# PROBLEM TO WORK ON
Report every line below that contains the string "mask", reproducing each one in full.
━━ EXTRACTED MATERIAL
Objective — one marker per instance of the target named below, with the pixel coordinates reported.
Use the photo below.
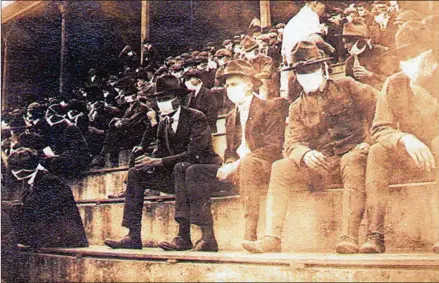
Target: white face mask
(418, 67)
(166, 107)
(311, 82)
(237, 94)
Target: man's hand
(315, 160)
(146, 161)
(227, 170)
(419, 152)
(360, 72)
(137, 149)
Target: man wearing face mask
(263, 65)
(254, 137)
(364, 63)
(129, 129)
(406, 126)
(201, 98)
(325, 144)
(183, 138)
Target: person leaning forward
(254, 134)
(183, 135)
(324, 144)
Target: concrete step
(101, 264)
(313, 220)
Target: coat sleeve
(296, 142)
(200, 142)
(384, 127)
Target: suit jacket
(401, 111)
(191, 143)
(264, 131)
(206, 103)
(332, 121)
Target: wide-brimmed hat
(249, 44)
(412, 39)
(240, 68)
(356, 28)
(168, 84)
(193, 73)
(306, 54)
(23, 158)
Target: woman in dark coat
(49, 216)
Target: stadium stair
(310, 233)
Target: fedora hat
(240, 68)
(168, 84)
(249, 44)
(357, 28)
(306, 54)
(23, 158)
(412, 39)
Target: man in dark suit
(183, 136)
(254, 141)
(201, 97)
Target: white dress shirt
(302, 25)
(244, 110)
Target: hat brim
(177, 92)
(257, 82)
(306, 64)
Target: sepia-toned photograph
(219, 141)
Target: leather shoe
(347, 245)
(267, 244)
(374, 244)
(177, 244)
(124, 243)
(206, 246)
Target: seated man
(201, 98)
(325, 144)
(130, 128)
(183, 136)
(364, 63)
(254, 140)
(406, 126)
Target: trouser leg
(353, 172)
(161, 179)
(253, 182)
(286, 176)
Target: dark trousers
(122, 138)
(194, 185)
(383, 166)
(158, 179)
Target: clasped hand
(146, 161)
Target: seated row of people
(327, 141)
━━━━
━━ EXTRACTED MATERIAL
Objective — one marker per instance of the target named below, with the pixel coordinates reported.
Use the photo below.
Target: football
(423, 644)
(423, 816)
━━━━
━━ EXTRACTED MATERIAL
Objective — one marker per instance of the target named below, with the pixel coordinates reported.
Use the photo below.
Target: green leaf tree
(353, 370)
━━━━
# RESPONSE FOR THIS EXERCISE
Target: white face mask
Target: man wearing face mask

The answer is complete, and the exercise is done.